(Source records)
=======

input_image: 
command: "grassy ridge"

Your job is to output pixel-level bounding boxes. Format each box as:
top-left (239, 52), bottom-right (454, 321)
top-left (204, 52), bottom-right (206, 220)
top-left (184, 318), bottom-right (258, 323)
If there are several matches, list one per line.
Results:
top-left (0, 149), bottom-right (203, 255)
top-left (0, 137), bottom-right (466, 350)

=======

◆ **Task to carry out**: Return the lines above, from the one containing "If there are" to the end, exactly as they stand.

◆ **Task result**:
If there are several matches, list one per line.
Results:
top-left (0, 149), bottom-right (203, 255)
top-left (0, 137), bottom-right (466, 350)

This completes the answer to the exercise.